» REQUIREMENT
Among the lines of the records, find all that carry the word "ceiling" and copy them.

» GIVEN ENTRIES
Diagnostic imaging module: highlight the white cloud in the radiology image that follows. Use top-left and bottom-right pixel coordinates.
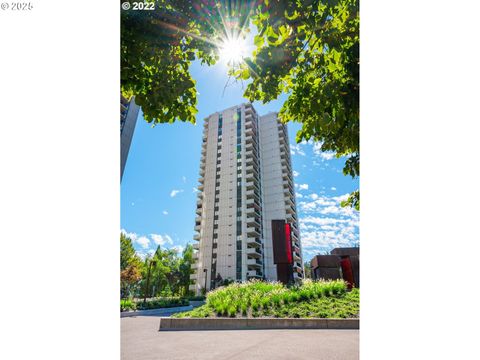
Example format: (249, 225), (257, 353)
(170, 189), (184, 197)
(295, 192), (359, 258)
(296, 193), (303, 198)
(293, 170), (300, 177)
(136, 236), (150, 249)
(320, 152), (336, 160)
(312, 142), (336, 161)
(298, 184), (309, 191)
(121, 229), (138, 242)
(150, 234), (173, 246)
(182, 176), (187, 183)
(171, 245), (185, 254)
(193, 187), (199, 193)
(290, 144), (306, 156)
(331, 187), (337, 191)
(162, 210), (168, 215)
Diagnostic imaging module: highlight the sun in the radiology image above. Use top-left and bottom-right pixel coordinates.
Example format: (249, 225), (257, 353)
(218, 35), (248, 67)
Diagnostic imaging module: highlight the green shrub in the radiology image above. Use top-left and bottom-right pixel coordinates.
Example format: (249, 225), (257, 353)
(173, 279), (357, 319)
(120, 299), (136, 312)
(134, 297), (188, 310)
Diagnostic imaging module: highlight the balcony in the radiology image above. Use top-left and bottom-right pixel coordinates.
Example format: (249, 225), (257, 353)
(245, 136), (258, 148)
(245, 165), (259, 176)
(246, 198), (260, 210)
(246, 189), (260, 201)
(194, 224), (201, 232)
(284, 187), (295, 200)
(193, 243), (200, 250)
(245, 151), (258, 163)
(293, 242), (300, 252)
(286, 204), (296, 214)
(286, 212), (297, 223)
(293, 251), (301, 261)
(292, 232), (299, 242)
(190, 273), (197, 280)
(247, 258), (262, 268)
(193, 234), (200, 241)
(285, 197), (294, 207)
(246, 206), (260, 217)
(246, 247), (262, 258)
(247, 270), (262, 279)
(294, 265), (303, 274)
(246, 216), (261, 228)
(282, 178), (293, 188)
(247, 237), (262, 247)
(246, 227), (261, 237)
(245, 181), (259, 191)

==

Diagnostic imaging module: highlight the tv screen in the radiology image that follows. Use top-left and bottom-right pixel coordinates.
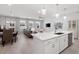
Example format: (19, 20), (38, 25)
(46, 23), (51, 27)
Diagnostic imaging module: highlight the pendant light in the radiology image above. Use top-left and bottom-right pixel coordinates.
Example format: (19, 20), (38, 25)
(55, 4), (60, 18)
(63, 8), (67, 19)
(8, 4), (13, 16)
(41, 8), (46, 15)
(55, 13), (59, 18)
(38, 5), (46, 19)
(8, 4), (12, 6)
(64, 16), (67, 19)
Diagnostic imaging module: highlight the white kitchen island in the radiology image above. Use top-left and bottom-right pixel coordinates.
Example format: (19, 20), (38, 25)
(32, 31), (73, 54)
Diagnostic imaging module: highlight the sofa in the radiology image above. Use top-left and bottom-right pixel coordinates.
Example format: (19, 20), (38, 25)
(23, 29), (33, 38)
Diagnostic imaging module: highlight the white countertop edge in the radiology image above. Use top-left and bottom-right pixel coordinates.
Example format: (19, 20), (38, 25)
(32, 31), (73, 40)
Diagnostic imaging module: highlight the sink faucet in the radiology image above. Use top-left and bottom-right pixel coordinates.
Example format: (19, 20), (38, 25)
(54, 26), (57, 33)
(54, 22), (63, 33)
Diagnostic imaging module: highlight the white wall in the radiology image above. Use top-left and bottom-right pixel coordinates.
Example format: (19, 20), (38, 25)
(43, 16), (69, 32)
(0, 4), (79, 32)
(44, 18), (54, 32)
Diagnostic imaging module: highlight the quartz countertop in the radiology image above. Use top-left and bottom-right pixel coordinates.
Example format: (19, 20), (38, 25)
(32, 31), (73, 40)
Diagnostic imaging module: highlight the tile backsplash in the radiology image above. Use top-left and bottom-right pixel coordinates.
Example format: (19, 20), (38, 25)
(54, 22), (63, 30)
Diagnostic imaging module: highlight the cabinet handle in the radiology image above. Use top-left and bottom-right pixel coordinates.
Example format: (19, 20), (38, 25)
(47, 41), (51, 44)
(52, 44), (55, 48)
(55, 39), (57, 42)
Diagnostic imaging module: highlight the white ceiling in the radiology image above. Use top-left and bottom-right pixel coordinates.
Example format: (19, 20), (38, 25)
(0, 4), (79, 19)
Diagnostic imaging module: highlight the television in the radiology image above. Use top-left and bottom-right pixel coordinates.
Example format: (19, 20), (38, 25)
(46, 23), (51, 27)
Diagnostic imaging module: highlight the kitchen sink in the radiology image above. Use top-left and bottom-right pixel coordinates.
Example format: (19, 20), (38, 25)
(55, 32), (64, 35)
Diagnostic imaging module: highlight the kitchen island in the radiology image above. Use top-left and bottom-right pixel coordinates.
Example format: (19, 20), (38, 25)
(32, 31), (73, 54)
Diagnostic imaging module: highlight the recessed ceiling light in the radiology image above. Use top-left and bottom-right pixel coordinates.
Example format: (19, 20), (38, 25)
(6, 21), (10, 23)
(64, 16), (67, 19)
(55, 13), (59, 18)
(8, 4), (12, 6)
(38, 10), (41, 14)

==

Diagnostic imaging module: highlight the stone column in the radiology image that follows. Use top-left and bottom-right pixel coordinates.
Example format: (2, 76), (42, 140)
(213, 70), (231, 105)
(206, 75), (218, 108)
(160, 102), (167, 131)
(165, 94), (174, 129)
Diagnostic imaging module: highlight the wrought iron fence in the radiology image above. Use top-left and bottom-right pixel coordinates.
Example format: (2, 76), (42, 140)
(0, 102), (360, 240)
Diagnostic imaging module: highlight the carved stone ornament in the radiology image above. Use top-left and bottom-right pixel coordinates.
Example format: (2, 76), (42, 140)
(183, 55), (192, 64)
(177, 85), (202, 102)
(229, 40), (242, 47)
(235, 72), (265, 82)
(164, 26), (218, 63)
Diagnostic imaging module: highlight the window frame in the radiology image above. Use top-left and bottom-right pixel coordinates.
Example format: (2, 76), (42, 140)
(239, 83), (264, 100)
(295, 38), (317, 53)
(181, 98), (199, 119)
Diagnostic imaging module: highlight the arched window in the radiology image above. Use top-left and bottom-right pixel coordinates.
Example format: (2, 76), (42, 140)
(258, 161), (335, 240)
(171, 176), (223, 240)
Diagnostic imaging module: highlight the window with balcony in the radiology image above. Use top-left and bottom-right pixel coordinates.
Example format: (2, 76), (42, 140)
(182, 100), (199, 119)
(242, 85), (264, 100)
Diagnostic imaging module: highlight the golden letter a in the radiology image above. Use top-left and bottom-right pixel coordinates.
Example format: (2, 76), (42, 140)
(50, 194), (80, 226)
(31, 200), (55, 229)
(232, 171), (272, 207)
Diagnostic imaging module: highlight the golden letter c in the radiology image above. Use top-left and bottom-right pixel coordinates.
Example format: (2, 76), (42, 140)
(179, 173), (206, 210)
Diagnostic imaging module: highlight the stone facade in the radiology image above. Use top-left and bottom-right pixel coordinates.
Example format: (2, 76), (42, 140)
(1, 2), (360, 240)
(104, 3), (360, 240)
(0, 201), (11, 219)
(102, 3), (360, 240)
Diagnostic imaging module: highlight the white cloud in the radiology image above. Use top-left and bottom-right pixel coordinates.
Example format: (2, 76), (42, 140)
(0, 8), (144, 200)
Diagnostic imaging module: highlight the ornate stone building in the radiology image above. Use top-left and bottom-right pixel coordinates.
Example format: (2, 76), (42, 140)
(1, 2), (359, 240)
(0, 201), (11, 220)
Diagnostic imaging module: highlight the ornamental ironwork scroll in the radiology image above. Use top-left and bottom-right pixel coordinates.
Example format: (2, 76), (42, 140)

» RESULT OF THE EXERCISE
Diagnostic imaging module: highlight the white ceiling in the radiology image above. Use top-left and bottom-right pixel coordinates.
Diagnostic imaging module: highlight the recessed ceiling light in the radiology image above. Use top-left and bottom-right pixel coordinates.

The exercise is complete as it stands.